New York Times, May 6, 2013Â excerpt
Since 2006, a few state organizations and dental associations have issued practice guidelines declaring that dental care is safe and effective at any stage of pregnancy, including diagnostic X-rays, cavity restorations and root canals.
OB-GYNs should check for bleeding gums or oral infection and refer a patient to a dentist if her last visit was longer than six months ago, according to the first national consensus statement on dental care during pregnancy (see below), published in September by the National Maternal and Child Oral Health Resource Center at Georgetown University.
The statement advised dentists to provide emergency care in any trimester. OB-GYNs can be consulted, as necessary, if a pregnant patient is diabetic or hypertensive, or if general anesthesia is required.

▶ _Task objective_
Continue the excerpt on dental care during pregnancy, starting after its final sentence.

▶ _The data_
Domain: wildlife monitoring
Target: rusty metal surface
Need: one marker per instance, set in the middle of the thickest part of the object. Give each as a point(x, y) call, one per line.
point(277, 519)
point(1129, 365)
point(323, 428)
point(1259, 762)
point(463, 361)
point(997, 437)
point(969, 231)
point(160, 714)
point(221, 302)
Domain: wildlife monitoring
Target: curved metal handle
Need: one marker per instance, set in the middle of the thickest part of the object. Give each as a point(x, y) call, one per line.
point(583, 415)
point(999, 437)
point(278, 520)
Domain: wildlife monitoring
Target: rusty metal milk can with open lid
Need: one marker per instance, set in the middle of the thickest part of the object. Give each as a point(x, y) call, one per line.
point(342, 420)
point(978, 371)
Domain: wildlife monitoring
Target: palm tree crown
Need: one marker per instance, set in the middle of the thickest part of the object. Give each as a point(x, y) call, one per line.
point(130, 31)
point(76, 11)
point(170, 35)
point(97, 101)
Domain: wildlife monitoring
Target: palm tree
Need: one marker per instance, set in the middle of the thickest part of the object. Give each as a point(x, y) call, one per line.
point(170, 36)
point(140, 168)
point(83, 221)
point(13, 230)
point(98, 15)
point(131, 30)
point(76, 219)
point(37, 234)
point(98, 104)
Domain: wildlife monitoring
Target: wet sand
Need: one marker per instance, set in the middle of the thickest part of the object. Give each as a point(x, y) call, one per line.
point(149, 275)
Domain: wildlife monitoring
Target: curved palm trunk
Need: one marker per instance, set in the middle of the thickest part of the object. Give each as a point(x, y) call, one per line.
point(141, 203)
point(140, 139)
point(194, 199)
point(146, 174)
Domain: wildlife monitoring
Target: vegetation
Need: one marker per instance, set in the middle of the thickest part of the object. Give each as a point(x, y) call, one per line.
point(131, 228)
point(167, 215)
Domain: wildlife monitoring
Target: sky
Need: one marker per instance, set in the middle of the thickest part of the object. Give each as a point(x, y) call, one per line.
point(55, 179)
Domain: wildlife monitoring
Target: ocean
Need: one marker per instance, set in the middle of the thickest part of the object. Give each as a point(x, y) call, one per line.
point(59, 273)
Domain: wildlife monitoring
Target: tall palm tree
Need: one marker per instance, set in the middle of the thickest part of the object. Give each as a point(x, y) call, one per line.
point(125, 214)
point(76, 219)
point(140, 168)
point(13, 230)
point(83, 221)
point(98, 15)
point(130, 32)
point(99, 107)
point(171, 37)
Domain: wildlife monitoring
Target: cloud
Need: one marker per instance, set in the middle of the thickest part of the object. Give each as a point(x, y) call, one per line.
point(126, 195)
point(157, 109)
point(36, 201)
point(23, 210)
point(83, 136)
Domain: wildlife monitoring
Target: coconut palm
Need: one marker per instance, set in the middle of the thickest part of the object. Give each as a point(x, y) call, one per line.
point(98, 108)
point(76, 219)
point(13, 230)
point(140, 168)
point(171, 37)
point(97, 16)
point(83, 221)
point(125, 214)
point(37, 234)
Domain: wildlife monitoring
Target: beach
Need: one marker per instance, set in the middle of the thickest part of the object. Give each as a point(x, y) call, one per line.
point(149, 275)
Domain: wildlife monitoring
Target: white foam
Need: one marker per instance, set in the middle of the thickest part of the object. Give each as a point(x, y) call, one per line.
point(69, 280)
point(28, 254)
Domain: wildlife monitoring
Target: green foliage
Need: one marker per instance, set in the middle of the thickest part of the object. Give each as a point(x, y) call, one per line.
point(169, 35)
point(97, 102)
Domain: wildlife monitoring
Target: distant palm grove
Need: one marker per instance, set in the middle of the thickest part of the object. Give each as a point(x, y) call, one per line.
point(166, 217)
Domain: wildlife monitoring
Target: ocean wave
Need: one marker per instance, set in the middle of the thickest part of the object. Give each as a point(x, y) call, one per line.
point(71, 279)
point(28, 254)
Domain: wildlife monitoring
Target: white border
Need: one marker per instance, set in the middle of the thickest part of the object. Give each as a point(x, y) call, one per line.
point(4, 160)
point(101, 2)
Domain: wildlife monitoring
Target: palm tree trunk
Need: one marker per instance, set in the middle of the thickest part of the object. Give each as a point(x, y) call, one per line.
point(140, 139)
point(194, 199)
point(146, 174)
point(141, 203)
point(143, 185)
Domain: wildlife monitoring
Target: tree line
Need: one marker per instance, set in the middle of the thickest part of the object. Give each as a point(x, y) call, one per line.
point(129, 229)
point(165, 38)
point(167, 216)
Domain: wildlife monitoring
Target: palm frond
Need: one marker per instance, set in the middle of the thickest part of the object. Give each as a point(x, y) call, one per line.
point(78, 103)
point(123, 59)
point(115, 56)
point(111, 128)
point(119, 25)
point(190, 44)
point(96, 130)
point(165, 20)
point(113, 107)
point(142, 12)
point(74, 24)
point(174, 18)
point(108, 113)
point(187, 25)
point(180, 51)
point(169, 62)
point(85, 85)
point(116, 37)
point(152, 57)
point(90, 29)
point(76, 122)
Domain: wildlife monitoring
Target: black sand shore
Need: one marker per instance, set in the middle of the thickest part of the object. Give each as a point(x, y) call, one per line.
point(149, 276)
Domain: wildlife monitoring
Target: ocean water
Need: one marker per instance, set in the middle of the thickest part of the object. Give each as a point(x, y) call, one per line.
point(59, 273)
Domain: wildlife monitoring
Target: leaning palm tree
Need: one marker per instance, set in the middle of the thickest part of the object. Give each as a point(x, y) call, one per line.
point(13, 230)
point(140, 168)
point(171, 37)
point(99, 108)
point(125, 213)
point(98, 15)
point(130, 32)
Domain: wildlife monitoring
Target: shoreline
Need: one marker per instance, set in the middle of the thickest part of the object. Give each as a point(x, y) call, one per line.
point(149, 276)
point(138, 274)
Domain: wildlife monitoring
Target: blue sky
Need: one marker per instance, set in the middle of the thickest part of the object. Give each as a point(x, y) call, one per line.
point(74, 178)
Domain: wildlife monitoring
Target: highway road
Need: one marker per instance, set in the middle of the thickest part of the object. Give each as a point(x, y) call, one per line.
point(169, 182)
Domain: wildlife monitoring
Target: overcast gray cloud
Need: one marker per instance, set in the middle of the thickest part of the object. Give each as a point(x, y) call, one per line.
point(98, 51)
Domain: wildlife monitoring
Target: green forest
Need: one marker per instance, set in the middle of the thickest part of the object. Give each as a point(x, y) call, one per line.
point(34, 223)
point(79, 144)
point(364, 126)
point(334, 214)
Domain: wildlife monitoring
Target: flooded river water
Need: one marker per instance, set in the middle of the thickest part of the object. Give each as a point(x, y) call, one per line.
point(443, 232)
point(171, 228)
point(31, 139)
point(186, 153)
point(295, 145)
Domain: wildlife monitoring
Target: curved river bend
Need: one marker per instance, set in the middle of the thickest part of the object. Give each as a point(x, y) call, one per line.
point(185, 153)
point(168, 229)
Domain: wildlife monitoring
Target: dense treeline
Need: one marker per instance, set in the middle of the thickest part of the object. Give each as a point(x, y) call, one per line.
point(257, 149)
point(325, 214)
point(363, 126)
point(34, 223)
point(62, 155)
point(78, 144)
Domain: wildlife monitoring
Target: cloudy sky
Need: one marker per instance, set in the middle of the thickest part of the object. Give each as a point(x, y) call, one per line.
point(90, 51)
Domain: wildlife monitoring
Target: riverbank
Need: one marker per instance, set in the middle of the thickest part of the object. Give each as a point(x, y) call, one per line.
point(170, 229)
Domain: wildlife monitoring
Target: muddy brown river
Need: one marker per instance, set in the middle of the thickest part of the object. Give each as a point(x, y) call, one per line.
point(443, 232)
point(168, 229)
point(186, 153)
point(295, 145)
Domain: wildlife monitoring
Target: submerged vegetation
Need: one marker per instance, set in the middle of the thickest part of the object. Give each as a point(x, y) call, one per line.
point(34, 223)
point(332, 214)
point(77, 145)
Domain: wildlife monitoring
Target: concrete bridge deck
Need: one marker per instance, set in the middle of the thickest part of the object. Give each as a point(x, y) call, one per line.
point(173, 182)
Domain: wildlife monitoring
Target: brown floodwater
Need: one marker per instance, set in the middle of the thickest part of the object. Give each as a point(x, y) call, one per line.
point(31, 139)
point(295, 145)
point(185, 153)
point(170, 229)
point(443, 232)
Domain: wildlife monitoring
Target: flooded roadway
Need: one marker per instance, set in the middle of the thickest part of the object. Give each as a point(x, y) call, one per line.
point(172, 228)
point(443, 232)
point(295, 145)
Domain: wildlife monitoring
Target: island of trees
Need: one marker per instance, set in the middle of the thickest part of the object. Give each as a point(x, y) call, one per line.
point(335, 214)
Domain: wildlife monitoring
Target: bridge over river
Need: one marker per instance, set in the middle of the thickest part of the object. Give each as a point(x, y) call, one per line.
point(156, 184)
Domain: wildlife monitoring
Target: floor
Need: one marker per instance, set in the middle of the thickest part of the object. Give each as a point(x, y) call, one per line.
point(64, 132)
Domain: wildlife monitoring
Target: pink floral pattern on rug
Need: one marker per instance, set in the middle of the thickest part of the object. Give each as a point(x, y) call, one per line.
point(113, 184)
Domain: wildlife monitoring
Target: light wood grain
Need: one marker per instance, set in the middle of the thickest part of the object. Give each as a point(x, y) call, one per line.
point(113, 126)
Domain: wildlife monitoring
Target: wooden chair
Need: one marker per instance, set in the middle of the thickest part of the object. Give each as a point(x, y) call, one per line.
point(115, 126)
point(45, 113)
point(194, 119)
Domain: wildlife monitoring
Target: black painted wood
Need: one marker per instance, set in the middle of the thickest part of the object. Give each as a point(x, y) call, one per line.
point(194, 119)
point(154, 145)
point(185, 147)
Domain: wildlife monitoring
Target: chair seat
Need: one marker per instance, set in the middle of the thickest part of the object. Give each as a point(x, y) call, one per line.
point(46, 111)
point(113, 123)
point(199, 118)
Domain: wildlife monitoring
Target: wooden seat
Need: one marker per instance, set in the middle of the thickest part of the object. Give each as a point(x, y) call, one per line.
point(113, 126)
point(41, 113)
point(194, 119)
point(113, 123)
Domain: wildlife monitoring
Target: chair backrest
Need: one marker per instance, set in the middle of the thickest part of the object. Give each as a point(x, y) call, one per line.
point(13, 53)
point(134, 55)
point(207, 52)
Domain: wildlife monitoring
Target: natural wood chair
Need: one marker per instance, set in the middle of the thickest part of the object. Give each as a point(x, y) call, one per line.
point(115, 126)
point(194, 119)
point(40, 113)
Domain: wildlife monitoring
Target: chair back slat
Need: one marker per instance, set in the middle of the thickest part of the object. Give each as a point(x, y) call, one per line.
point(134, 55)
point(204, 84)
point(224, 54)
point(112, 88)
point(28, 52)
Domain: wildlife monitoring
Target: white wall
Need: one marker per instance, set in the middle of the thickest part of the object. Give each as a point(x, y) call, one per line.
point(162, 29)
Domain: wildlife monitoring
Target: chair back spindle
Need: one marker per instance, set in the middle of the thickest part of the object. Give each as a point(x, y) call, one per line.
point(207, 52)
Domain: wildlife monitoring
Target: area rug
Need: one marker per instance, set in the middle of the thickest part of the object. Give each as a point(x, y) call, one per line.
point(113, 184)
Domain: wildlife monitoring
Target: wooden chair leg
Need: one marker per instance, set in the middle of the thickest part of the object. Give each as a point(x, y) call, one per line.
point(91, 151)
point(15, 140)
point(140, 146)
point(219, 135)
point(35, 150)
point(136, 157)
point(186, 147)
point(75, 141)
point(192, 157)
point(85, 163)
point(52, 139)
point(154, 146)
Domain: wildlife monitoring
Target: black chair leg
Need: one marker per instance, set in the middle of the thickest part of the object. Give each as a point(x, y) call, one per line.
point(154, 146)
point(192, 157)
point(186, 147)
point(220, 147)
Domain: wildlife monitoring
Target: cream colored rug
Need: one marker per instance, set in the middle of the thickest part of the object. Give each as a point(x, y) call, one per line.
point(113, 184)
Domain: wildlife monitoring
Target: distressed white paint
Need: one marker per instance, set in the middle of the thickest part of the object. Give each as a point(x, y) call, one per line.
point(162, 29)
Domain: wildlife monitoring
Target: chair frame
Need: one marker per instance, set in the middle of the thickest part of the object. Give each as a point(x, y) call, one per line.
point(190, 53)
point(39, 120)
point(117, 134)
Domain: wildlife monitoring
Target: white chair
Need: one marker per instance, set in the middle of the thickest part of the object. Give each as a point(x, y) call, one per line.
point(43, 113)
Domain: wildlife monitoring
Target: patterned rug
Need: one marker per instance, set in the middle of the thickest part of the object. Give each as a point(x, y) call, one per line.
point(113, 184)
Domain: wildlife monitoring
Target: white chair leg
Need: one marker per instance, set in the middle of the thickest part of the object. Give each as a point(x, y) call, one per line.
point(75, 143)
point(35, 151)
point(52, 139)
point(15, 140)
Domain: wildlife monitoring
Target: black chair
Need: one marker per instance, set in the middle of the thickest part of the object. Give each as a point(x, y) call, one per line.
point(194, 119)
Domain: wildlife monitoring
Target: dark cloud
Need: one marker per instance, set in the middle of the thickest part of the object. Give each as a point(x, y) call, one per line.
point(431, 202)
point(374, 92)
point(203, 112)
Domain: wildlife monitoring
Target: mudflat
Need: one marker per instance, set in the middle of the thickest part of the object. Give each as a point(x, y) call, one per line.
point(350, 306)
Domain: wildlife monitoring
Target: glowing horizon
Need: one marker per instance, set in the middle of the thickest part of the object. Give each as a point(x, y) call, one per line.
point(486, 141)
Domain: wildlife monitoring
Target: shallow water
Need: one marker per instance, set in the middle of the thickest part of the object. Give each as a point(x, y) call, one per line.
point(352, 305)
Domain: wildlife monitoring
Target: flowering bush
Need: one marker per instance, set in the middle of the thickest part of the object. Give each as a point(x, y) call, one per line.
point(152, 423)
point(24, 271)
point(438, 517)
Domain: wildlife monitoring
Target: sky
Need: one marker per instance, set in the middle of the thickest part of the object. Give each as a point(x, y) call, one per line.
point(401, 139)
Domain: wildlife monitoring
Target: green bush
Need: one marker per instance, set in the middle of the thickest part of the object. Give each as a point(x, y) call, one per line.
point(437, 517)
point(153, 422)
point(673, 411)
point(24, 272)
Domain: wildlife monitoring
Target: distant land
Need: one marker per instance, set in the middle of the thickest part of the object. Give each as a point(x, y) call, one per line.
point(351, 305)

▶ _Task response_
Oral Health Care During Pregnancy: A National Consensus Statement (PDF) presents a consensus statement that resulted from an expert workgroup meeting convened by the Health Resources and Services Administration in collaboration with the American College of Obstetricians and Gynecologists and the American Dental Association held on October 18, 2011, in Washington, DC. The consensus statement provides guidance on oral health care for pregnant women for both prenatal care health professionals and oral health professionals, pharmacological considerations for pregnant women, and guidance for health professionals to share with pregnant women.